■ EXERCISE
Could you write out the records exactly as they are given?

(Stored records)
[Start of section]

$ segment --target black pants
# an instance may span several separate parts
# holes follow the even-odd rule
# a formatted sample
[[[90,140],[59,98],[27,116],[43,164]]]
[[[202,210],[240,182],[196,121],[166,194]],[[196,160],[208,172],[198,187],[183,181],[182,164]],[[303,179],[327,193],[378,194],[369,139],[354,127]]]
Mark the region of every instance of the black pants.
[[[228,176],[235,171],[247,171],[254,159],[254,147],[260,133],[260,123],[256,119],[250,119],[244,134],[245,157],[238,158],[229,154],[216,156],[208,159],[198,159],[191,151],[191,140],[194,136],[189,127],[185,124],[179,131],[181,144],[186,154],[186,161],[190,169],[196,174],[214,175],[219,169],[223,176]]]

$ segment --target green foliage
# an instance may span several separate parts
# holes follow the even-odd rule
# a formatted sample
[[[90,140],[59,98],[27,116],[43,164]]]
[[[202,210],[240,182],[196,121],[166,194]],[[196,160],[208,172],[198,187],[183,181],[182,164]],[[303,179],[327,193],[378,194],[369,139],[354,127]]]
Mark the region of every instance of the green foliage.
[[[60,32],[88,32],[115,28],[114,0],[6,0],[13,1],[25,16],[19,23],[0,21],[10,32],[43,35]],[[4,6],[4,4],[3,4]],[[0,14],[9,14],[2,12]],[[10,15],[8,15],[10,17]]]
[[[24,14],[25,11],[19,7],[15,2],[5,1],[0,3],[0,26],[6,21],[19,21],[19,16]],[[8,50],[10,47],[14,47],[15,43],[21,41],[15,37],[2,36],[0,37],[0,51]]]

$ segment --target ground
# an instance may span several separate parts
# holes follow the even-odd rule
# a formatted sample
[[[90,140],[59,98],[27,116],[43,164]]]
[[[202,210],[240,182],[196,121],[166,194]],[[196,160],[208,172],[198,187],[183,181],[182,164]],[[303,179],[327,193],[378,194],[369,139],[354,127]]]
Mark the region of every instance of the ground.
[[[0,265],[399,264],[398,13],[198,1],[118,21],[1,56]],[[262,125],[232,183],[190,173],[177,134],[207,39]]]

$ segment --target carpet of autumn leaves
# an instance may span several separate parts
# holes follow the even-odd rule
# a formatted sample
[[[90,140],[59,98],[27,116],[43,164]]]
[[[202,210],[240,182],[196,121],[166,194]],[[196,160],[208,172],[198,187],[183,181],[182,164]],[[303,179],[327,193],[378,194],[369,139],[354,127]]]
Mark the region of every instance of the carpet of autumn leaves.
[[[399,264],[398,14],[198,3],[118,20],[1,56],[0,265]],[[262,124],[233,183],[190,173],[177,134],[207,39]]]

[End of section]

■ REPLY TO THE TASK
$ segment --target black pants
# an instance may span several separate parts
# holes follow the even-odd rule
# a formatted sample
[[[90,140],[59,98],[27,116],[43,164]]]
[[[202,210],[240,182],[196,121],[166,194]],[[196,160],[208,172],[198,187],[183,181],[182,164]],[[303,179],[327,193],[378,194],[369,139],[354,127]]]
Mark the region of every instance of the black pants.
[[[228,176],[235,171],[247,171],[254,159],[254,147],[260,133],[260,123],[256,119],[250,119],[244,134],[245,157],[238,158],[229,154],[216,156],[208,159],[198,159],[191,151],[191,140],[194,136],[189,127],[185,124],[179,131],[181,144],[186,154],[186,161],[190,169],[196,174],[214,175],[219,169],[223,176]]]

$ segment --target green foliage
# an instance may span several separate parts
# holes follow the even-odd rule
# a formatted sample
[[[90,140],[59,98],[27,116],[43,164]]]
[[[202,210],[240,182],[196,121],[166,194]],[[196,160],[208,172],[198,187],[183,181],[182,164]],[[303,179],[327,193],[378,194],[369,139],[354,127]]]
Mark the region of every instance of the green foliage.
[[[60,32],[88,32],[115,28],[114,0],[6,0],[13,1],[25,16],[19,23],[0,21],[10,32],[43,35]],[[4,6],[4,4],[3,4]],[[0,14],[9,14],[2,12]],[[10,15],[8,15],[10,17]]]
[[[24,14],[25,11],[19,7],[15,2],[5,1],[0,3],[0,26],[6,21],[19,21],[19,16]],[[8,50],[10,47],[14,47],[15,43],[21,41],[15,37],[2,36],[0,37],[0,51]]]

$ segment --target ground
# an instance may span several separate parts
# holes follow the even-odd rule
# a formatted sample
[[[90,140],[59,98],[27,116],[43,164]]]
[[[202,210],[240,182],[196,121],[166,194]],[[196,160],[208,172],[198,187],[183,181],[182,164]],[[303,179],[327,193],[378,194],[369,139],[354,127]]]
Mark the region of every instance of the ground.
[[[0,265],[399,264],[398,13],[198,1],[118,21],[1,56]],[[262,125],[232,183],[190,173],[177,134],[207,39]]]

$ segment --target carpet of autumn leaves
# an instance may span several separate parts
# holes follow the even-odd rule
# a formatted sample
[[[90,140],[59,98],[27,116],[43,164]]]
[[[202,210],[240,182],[196,121],[166,194]],[[196,160],[208,172],[198,187],[183,181],[182,164]],[[303,179],[327,193],[378,194],[369,139],[354,127]]]
Mark the region of every instance of the carpet of autumn leaves.
[[[399,264],[398,14],[198,3],[118,20],[1,56],[0,265]],[[262,124],[233,183],[190,173],[177,134],[207,39]]]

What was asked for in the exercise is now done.